Reproduce the lines in the records below from the line with "Target: white tablecloth" to the line with "x=110, y=430", keeping both of those lines. Leave the pictures out of your answer.

◆ Stored data entries ◆
□ □ □ □ □ □ □
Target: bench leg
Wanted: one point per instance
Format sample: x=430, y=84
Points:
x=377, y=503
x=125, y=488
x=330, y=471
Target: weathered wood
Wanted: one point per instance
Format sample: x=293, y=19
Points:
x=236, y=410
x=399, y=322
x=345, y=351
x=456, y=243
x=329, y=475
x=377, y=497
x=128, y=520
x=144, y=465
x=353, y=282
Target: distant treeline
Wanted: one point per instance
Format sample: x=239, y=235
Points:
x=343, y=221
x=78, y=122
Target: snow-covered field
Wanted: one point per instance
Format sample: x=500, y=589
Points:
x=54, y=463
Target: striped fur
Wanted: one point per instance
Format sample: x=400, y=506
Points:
□ □ □ □ □ □ □
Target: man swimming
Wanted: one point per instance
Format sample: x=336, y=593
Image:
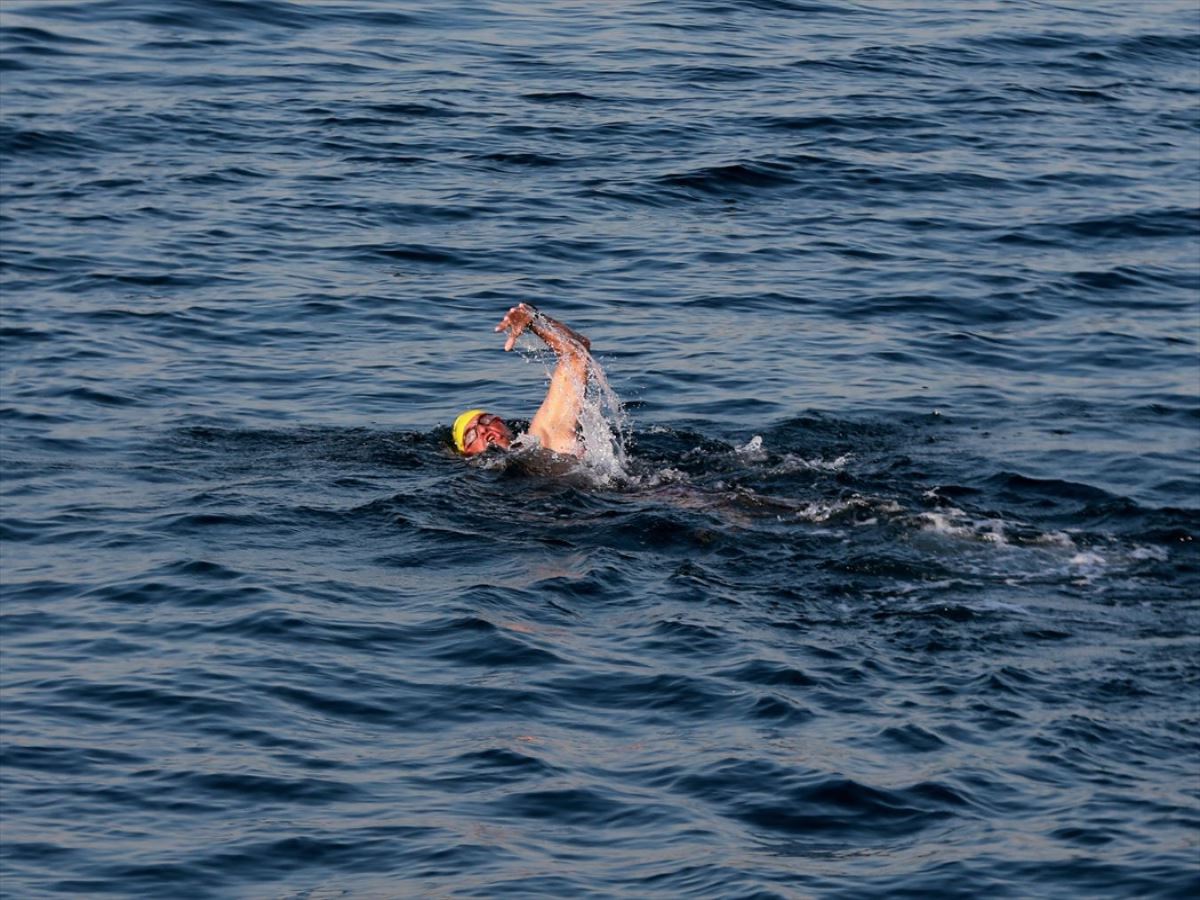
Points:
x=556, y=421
□ □ □ □ □ □ □
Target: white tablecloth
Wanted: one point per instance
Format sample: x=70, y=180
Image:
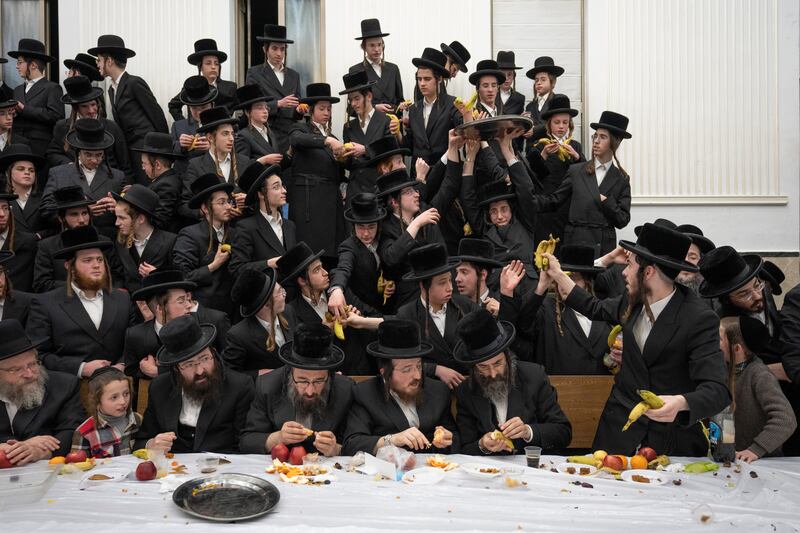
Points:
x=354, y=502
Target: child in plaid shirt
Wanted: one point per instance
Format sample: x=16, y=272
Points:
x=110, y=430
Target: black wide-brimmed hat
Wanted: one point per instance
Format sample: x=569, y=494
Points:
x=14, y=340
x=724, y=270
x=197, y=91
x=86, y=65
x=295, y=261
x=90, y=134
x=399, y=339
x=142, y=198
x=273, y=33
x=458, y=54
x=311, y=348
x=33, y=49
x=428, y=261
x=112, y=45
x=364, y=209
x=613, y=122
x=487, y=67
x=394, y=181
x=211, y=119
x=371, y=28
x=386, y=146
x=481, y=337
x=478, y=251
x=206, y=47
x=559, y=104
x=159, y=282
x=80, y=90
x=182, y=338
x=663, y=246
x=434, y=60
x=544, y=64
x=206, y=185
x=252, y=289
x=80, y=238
□ □ □ □ □ □ □
◆ Result for this exercise ◆
Target: white tablecloth
Wanted: one point per instance
Format sample: x=70, y=180
Image:
Points:
x=354, y=502
Target: child in plaid shirt
Wanted: one point per instance
Format sample: x=16, y=272
Points:
x=110, y=430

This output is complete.